Ein Jahr SBGG in Deutschland Kritik und Lob rund um das Selbstbestimmungsgesetz
Am ersten November vor einem Jahr trat das neue Selbstbestimmungsgesetz (SBGG) in Kraft, rund 22.000 Menschen haben seitdem ihren Personenstand in Deutschland gewechselt, die meisten davon in Berlin, Leipzig und Hamburg. In einer gemeinsamen Erklärung zieht der Verband Queere Vielfalt (LSVD+), der Bund der Deutschen Katholischen Jugend (BDKJ), der Bundesverband Trans*, der Deutsche Frauenrat sowie der Verein der Evangelischen Frauen in Deutschland jetzt eine erste Bilanz.
Mehr Arbeit für Selbstbestimmung
Zwar sei das Gesetz ein „Meilenstein“ für queere Menschen, das das bisherige „diskriminierende Transsexuellengesetz“ abgeschafft habe, doch trotzdem bleibe festzuhalten: „Das Selbstbestimmungsgesetz ist zwar ein wichtiger Fortschritt, jedoch nicht das Ende der Arbeit für echte Selbstbestimmung.“
Die fünf Verbände kritisieren dabei, dass der Zugang zum Gesetz bis heute eingeschränkt sei, da nur Menschen mit deutscher Staatsangehörigkeit oder einem unbefristetem beziehungswese verlängerbarem Aufenthaltstitel davon profitieren können. Des Weiteren sehen die Vereine die dreimonatige Anmelde- und Sperrfrist als Problem, denn diese unterstelle den Betroffenen, sich in ihrer Entscheidung nicht sicher zu sein.
********************
— Aufgabe —
Warum halten die fünf Verbände im Artikel über das Selbstbestimmungsgesetz die dreimonatige Anmelde- und Sperrfrist für ein Problem?

— Ein Datenblock —
********************
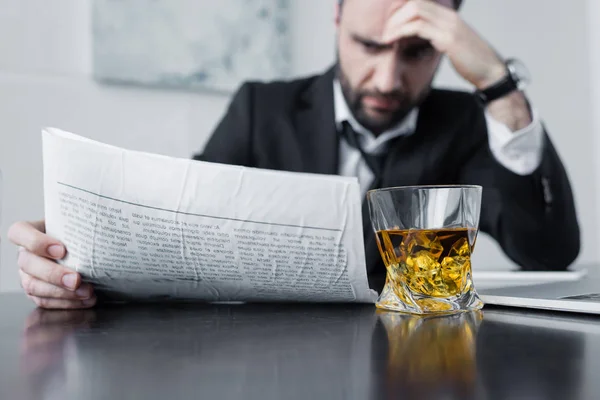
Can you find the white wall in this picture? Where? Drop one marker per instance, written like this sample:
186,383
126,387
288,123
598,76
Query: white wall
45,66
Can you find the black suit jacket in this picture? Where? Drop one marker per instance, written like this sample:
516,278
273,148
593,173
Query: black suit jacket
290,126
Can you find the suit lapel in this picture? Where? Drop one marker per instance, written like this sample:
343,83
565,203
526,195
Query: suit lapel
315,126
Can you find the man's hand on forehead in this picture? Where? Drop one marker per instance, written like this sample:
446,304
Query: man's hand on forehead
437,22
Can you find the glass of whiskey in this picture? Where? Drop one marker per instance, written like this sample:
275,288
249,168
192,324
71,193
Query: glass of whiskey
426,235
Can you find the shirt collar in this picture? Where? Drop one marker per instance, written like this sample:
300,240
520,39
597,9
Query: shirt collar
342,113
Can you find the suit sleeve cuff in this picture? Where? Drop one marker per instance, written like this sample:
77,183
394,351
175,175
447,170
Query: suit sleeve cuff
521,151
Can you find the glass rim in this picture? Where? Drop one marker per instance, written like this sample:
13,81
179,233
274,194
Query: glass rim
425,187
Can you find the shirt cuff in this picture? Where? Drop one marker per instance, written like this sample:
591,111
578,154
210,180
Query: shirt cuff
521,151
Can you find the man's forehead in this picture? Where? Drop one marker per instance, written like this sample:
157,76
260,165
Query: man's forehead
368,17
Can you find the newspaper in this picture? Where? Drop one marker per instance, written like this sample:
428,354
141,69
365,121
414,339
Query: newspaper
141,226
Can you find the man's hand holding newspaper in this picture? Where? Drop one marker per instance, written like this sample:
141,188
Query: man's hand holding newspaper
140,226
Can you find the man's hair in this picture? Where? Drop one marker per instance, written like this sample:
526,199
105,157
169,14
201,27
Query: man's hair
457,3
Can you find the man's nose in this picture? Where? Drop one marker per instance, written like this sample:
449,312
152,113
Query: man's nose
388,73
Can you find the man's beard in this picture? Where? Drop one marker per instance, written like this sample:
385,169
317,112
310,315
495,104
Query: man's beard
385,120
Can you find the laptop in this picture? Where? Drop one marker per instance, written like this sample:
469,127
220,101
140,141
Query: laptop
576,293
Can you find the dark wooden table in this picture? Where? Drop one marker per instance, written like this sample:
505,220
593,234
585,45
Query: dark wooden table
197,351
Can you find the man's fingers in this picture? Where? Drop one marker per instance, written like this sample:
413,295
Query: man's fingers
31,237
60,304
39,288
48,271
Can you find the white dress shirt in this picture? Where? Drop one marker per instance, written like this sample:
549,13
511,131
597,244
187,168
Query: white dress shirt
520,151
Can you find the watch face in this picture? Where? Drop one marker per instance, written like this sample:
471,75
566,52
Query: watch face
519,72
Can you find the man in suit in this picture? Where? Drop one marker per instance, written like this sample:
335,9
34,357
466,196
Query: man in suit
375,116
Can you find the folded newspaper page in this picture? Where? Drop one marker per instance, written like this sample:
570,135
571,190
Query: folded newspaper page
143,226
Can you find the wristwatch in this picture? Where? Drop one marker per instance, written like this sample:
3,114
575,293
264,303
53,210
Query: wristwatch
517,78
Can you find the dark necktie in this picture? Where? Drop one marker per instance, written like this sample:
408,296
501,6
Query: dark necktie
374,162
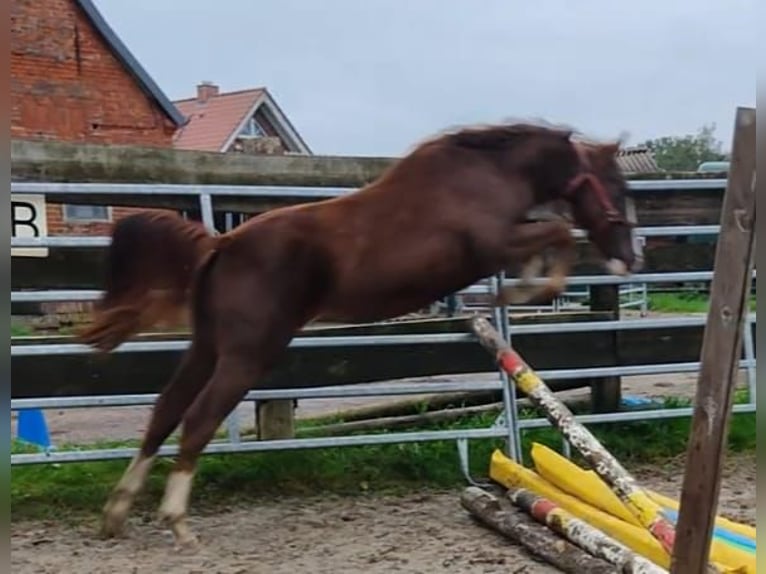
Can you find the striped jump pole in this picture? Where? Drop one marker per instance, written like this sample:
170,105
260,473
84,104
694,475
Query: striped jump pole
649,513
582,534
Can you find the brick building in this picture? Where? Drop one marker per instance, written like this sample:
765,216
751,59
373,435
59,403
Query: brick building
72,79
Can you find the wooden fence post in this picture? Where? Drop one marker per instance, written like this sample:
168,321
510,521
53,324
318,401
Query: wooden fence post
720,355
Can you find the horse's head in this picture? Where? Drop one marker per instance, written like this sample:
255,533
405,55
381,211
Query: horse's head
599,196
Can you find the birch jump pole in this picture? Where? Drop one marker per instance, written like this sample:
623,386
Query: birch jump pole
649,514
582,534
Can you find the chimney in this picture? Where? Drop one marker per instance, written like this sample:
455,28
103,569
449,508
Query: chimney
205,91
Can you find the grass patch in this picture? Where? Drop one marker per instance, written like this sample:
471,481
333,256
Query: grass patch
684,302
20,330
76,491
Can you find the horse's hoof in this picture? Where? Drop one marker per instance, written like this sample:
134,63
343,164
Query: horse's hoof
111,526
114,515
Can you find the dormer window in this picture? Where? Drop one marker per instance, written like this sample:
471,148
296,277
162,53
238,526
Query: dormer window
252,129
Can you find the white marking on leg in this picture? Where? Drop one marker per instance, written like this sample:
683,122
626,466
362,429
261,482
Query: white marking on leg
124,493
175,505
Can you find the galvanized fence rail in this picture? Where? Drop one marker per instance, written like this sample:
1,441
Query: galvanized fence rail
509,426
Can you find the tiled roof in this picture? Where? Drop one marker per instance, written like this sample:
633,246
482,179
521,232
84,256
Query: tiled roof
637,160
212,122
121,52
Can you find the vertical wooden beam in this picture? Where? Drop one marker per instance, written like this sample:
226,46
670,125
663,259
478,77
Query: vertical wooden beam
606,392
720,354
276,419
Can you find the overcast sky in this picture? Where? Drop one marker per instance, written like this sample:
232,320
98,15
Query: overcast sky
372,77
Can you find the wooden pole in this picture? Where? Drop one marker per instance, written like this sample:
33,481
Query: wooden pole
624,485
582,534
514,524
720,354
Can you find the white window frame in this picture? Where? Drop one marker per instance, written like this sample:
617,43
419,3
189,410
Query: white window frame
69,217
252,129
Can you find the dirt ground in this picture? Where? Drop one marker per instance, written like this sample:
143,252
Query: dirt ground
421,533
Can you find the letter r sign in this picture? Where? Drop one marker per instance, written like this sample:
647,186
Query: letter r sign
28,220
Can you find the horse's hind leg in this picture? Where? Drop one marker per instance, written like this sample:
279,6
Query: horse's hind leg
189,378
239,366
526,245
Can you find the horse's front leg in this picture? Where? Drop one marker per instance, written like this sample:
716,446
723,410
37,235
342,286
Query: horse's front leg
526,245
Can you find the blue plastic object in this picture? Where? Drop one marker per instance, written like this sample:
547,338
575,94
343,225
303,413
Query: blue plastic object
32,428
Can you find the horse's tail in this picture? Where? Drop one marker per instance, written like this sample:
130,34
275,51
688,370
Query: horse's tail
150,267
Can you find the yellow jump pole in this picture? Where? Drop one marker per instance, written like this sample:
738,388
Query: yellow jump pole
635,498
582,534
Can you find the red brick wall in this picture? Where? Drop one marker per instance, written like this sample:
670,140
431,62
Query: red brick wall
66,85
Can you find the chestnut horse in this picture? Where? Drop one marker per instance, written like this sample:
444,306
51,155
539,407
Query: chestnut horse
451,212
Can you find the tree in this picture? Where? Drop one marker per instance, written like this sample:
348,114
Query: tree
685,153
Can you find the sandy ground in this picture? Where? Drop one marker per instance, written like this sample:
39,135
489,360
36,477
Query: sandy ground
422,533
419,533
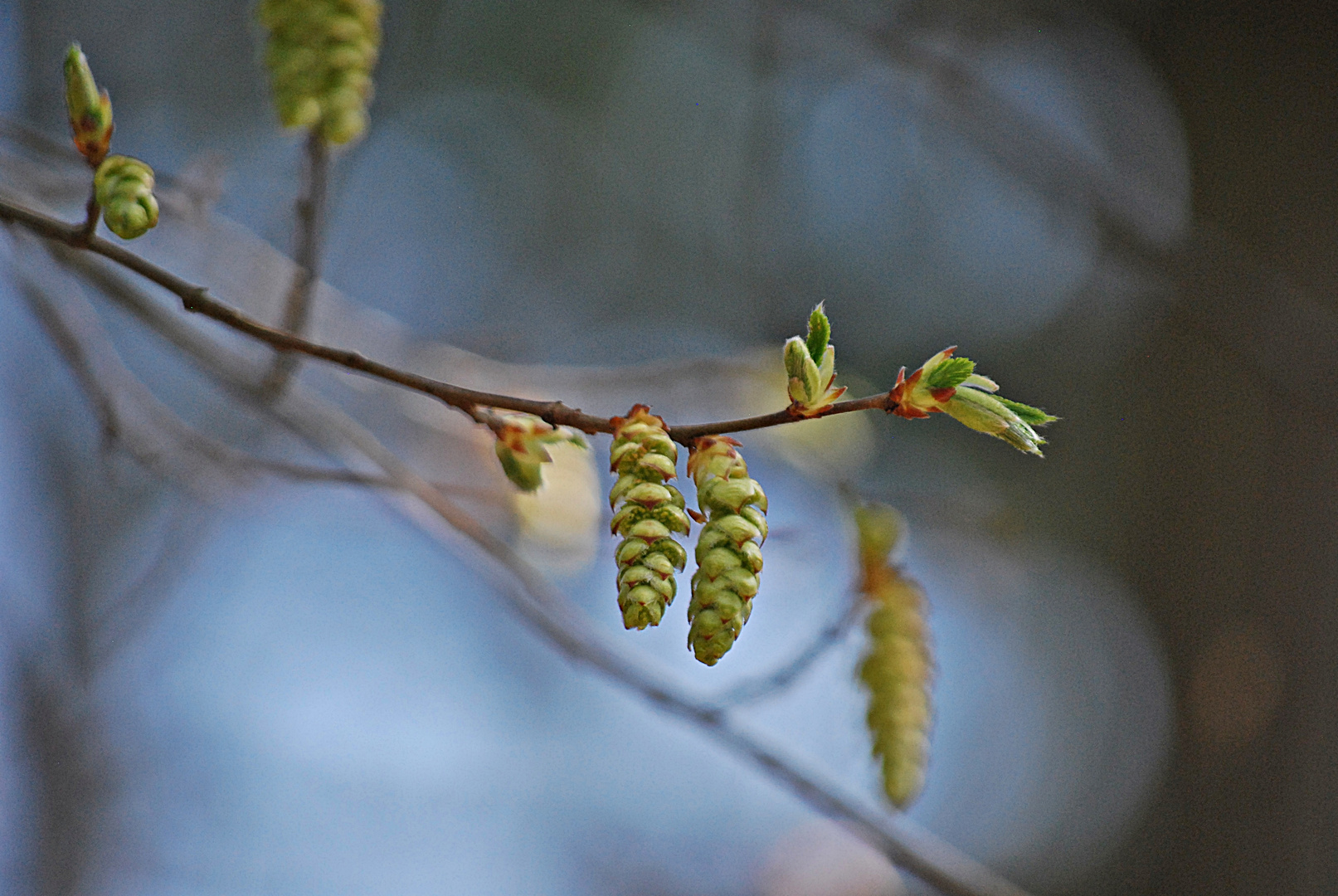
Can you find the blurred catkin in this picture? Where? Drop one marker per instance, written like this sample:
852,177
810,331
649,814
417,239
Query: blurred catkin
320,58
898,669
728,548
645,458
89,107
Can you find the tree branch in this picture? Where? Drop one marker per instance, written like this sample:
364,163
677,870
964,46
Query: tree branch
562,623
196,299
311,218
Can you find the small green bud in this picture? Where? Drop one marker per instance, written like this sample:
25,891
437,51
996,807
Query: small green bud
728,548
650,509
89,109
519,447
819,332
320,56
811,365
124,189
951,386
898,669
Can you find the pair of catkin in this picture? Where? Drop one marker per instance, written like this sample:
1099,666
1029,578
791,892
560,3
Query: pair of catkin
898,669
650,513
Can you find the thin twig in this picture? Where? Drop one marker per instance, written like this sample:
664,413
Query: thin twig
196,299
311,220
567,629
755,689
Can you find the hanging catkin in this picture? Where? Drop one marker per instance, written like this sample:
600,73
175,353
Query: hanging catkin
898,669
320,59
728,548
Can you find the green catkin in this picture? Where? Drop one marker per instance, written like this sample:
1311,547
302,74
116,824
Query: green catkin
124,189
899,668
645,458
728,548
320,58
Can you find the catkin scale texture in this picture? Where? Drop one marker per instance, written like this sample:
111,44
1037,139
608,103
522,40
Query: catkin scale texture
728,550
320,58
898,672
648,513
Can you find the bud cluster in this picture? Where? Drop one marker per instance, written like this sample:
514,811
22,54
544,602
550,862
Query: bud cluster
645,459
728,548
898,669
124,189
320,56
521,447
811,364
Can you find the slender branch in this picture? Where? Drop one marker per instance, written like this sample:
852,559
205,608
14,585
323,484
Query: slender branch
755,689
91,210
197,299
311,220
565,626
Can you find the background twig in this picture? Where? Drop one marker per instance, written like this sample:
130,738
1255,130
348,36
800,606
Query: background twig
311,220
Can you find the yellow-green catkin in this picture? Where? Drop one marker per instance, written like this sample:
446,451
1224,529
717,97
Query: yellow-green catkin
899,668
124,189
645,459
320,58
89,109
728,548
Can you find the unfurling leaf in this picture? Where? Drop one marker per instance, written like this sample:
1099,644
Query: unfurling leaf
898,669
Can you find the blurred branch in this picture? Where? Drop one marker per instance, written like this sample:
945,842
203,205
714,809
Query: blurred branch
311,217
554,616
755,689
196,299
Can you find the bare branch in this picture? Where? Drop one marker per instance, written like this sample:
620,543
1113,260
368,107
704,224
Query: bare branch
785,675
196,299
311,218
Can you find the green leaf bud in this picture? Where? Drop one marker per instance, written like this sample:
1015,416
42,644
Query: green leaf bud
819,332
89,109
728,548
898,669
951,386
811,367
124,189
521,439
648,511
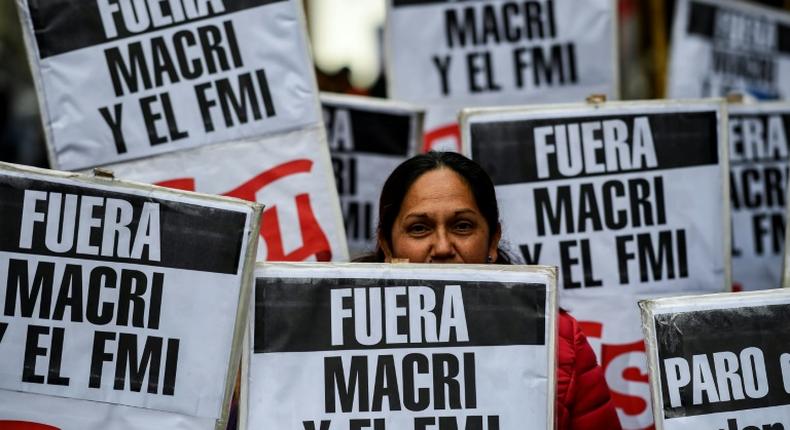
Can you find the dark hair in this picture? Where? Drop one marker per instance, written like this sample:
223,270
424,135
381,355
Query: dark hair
********************
— Richtige Lösung —
Die Frist unterstellt den Betroffenen nach Ansicht der Verbände, sich in ihrer Entscheidung nicht sicher zu sein.